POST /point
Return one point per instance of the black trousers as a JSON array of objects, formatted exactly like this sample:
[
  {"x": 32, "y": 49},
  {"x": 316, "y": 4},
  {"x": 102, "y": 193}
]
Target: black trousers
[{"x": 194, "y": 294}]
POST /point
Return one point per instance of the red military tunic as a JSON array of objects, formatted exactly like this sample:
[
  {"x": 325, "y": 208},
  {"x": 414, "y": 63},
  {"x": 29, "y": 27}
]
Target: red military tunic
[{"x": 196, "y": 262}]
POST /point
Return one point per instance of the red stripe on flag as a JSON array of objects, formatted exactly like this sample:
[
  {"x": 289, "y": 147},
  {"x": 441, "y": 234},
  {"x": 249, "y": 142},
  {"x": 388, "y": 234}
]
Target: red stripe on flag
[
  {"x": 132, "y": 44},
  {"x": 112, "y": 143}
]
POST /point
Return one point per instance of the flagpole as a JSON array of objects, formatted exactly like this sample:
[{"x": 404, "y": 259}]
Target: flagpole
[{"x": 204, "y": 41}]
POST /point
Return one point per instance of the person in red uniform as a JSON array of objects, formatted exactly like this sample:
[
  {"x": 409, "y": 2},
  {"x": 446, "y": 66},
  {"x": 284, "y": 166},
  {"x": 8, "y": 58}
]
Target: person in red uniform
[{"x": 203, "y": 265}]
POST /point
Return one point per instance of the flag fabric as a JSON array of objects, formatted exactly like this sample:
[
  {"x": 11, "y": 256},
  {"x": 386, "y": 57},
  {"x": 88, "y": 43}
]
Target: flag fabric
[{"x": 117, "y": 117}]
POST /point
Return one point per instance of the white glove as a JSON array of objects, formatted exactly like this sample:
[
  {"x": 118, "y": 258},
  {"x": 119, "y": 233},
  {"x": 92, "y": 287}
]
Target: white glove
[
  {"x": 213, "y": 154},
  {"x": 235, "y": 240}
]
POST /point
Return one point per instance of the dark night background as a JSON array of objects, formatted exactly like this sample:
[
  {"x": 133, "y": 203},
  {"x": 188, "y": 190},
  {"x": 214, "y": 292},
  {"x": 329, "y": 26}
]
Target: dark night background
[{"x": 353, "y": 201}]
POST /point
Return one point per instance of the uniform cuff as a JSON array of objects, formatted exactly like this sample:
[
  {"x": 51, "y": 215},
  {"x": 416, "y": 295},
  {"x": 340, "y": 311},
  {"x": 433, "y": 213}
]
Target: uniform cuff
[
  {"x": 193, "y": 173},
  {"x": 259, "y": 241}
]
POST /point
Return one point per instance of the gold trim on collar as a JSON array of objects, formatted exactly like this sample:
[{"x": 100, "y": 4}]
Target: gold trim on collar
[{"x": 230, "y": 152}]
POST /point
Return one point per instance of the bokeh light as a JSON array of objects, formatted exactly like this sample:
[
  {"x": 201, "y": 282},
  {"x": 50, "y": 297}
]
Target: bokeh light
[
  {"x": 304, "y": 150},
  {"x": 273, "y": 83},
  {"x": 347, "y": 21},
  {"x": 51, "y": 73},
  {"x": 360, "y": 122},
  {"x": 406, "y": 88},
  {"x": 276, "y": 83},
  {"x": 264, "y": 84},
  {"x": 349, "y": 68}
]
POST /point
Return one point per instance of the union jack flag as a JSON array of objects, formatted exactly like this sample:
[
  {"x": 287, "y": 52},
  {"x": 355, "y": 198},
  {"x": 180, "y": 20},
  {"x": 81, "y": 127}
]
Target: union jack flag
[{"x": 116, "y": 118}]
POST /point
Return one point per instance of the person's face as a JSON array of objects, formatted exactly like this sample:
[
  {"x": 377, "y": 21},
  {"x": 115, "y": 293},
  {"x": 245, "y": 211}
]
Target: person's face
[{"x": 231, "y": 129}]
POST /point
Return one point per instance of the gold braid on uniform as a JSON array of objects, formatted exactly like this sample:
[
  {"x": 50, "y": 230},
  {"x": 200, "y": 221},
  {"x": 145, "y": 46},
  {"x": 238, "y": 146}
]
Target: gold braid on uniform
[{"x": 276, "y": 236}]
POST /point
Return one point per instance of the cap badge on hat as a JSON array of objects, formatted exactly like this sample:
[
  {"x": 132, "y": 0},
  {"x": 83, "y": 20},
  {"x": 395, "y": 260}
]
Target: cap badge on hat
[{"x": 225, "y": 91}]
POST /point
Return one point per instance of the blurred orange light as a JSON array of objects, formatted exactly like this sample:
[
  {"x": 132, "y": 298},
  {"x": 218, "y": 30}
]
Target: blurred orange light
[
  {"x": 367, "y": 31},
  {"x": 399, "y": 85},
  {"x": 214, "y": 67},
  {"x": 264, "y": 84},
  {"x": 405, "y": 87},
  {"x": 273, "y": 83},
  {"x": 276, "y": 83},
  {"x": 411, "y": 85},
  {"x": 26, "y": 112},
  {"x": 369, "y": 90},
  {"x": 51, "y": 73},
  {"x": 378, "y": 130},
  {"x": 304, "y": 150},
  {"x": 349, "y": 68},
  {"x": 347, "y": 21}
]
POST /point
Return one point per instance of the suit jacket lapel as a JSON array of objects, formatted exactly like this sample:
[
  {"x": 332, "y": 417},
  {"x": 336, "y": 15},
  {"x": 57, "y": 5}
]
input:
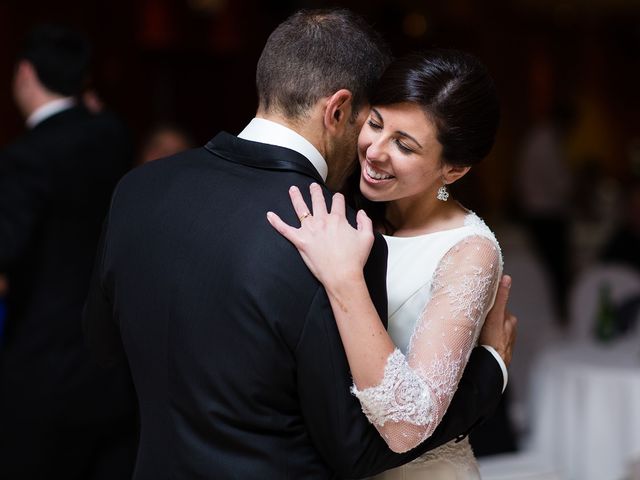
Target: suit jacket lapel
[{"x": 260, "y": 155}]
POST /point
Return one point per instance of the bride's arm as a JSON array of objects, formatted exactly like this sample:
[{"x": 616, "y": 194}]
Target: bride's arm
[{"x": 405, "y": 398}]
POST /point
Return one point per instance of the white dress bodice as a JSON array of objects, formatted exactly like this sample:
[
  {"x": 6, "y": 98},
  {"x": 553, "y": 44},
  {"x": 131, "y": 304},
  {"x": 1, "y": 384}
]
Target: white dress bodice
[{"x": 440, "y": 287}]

★ ★ ★ ★ ★

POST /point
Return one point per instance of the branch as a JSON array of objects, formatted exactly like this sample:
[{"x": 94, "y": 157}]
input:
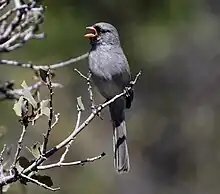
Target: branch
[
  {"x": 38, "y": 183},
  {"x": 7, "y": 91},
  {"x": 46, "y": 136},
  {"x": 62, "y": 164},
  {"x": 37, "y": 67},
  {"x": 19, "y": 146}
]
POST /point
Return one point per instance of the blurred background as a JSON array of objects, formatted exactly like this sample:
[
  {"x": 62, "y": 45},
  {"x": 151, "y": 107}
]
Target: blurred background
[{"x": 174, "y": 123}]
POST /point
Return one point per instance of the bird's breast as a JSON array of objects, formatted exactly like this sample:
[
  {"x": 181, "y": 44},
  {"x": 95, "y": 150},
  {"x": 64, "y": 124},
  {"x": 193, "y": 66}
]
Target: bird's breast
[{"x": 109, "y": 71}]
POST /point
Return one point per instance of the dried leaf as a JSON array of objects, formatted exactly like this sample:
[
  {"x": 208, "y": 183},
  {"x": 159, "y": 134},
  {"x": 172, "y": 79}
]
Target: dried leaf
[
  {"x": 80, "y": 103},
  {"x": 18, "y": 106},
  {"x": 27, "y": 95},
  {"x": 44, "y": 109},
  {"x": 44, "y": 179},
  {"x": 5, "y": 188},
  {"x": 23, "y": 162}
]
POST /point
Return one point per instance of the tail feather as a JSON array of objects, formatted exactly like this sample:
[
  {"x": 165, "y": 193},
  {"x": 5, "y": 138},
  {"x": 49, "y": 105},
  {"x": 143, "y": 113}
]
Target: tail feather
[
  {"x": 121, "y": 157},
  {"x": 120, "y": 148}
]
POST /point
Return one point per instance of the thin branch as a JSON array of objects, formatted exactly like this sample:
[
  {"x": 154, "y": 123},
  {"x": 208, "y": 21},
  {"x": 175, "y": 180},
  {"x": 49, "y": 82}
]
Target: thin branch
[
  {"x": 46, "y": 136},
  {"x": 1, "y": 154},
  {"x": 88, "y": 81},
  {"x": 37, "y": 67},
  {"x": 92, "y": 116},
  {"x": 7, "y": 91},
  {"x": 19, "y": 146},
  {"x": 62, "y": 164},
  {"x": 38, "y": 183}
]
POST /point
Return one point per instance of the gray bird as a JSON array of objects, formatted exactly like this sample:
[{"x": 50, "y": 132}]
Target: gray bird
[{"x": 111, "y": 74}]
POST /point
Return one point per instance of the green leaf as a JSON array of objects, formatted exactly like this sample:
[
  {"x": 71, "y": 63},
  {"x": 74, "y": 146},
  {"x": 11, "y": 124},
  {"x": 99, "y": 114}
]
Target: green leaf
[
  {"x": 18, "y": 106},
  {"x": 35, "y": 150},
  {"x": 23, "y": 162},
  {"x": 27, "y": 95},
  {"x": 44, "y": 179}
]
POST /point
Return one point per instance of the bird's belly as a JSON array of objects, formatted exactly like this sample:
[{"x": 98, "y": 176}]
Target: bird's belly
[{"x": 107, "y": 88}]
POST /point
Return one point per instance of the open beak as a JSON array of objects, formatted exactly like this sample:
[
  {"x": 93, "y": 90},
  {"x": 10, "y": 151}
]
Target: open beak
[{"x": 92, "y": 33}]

★ ★ ★ ★ ★

__Task details__.
Among the entries above, locate the lines containing "Return one point per instance of the person in" and "Return one point per instance of the bokeh", and transcribe exactly those two lines and all lines between.

__Answer to this task__.
Return one point per instance of the person in red uniform as a JSON array of objects, formatted exactly like this sample:
[
  {"x": 409, "y": 2},
  {"x": 446, "y": 66},
  {"x": 284, "y": 166},
  {"x": 8, "y": 58}
]
Target: person in red uniform
[{"x": 203, "y": 265}]
POST /point
Return one point per instance of the flag fabric as a JSON array of objects, formatted exactly like this sample:
[
  {"x": 11, "y": 256},
  {"x": 386, "y": 57},
  {"x": 88, "y": 43}
]
Target: flag fabric
[{"x": 117, "y": 117}]
POST /point
Return one point per instance of the white glove as a JSON array of objects, formatted exactly like this sample:
[
  {"x": 118, "y": 258},
  {"x": 119, "y": 233},
  {"x": 92, "y": 287}
]
Target: white glove
[
  {"x": 213, "y": 154},
  {"x": 235, "y": 240}
]
POST /point
Return one point per instance of the dark night background as a JSON array of objects, formatted exactly like this sample:
[
  {"x": 133, "y": 203},
  {"x": 188, "y": 190},
  {"x": 214, "y": 292},
  {"x": 329, "y": 26}
]
Target: dark night background
[{"x": 353, "y": 201}]
POST /point
Return one point per instance of the uniform cuff as a JSON array of objects, formatted exactly like this sample:
[
  {"x": 51, "y": 215},
  {"x": 416, "y": 295},
  {"x": 340, "y": 311},
  {"x": 433, "y": 213}
]
Target: uniform cuff
[
  {"x": 193, "y": 173},
  {"x": 259, "y": 241}
]
POST /point
Return one point per instance of the gold trim on collar as a JSON array of objects, formatted exactly like this sample:
[{"x": 100, "y": 4}]
Target: gold trim on collar
[{"x": 230, "y": 152}]
POST /point
Return one point per instance of the bokeh light as a JSON array of objects, formatted exactly like this sample:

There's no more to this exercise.